Copy out the final stretch of the listing: the line that contains "Each instance receives a single keypoint. Tag the tall" and all lines after it, exactly as they appear.

Supplied data →
/---
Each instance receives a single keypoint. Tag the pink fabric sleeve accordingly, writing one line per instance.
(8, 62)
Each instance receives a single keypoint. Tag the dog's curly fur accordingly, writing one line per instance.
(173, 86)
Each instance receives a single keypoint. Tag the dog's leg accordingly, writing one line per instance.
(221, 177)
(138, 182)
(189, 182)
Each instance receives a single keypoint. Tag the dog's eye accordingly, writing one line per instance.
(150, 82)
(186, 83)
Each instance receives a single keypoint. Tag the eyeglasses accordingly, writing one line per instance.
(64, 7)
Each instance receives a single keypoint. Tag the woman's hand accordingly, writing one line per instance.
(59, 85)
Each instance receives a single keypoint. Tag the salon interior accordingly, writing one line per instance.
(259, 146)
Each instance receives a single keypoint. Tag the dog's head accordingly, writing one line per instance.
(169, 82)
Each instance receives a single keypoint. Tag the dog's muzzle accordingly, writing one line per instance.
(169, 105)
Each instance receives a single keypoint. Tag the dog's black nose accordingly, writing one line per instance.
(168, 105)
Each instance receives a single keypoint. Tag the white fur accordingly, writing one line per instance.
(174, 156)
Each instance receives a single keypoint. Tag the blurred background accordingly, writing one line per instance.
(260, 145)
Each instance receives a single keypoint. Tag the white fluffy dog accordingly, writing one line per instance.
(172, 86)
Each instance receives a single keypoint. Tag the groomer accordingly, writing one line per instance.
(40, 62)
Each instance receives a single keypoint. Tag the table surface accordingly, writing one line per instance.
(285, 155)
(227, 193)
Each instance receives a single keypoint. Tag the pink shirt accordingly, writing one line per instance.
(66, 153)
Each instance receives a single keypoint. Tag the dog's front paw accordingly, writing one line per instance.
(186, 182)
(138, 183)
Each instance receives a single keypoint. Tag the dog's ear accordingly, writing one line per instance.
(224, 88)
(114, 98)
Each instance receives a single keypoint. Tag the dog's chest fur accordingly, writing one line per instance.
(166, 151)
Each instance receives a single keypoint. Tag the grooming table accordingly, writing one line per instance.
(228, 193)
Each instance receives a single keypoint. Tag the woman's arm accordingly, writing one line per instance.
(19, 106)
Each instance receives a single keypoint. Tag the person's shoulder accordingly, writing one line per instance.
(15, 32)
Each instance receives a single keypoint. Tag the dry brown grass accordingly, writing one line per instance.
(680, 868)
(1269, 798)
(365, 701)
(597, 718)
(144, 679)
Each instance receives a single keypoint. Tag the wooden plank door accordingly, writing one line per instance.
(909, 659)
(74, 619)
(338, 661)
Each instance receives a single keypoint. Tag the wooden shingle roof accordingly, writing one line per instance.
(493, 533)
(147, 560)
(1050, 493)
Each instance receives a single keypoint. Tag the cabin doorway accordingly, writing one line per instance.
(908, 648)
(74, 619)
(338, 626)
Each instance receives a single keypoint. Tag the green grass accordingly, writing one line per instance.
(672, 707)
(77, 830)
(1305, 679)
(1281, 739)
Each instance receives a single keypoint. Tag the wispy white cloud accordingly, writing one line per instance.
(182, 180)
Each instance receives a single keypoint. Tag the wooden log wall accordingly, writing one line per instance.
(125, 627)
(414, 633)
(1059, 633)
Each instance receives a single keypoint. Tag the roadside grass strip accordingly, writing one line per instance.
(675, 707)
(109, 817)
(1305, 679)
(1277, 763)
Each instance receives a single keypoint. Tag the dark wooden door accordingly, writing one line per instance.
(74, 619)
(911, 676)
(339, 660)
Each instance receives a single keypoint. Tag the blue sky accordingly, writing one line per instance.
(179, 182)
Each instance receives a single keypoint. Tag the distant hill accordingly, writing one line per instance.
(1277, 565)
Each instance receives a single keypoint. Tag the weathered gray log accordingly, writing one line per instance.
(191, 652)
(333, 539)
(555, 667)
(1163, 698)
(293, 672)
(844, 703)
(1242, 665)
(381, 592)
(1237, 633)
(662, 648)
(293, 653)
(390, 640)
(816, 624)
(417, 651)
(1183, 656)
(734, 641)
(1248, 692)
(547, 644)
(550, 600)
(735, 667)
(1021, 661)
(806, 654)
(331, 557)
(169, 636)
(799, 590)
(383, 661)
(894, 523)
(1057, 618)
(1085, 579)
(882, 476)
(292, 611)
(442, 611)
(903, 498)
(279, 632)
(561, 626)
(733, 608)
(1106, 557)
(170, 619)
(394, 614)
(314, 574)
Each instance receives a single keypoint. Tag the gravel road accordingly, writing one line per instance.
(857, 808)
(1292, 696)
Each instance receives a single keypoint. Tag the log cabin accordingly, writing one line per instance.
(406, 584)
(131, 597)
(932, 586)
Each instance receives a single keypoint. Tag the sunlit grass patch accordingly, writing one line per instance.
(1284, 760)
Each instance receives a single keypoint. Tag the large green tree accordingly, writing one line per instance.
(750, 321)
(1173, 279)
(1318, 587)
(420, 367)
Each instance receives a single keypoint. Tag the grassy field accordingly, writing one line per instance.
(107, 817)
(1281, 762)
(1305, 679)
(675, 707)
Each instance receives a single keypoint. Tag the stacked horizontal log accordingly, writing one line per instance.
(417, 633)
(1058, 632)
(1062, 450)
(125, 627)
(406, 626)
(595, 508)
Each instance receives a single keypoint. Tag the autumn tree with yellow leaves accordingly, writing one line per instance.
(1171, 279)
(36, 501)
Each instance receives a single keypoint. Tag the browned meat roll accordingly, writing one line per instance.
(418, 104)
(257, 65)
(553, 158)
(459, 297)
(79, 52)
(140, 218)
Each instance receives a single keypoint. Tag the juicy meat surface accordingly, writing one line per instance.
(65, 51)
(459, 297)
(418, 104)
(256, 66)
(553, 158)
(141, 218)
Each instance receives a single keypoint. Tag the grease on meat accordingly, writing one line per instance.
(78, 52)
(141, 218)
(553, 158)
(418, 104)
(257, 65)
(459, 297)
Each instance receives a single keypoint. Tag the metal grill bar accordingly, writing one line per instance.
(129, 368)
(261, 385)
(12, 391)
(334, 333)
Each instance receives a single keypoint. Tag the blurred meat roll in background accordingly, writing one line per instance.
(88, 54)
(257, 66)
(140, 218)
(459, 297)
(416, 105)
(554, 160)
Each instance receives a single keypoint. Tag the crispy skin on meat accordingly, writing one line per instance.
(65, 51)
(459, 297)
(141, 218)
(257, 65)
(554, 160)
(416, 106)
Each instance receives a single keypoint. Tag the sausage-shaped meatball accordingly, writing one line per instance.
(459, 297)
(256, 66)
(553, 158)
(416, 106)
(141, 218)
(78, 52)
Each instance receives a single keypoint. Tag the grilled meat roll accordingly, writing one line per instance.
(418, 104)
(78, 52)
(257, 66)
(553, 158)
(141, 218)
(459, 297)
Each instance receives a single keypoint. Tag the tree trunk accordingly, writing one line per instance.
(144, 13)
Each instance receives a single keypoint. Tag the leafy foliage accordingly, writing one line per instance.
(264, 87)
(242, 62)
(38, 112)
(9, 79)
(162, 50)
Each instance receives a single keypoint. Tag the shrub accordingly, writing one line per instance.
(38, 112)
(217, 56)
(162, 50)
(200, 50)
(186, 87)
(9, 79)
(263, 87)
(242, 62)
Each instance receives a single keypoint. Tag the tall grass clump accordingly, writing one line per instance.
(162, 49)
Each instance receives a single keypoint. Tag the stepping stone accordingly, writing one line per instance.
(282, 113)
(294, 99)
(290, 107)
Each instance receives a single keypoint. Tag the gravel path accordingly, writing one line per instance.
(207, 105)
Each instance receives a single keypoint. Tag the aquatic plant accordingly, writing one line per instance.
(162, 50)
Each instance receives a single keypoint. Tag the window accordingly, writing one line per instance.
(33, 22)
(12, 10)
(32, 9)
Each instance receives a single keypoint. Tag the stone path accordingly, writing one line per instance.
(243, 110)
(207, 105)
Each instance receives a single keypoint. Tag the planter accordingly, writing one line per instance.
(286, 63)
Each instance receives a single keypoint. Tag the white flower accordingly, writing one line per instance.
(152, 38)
\---
Answer in full →
Each instance receives a single keypoint. Tag the tall grass clump accordingly, writing one line per instance.
(162, 49)
Each instance receives a single keypoint. Tag the stepping stone accordingly, writing one line per instance.
(282, 113)
(294, 99)
(290, 107)
Each instance receives a single keypoint. Tag the gravel path accordingly, writing one line per instance.
(207, 105)
Each instance receives a single keypoint. Tag the aquatic plant accordingly, writing one line per instance.
(162, 50)
Each instance receives a single keypoint. Tag the window accordingly, writing one line per instance.
(33, 22)
(12, 10)
(32, 9)
Each instance receives a single keypoint. Tag the stone path accordingly, writing one line per instance.
(243, 110)
(207, 105)
Each instance receives a single keypoint. Tag the planter accordingly, writing one line per instance.
(286, 63)
Each instance receives a single keypoint. Tag the white flower accordingly, writing one line per instance.
(152, 38)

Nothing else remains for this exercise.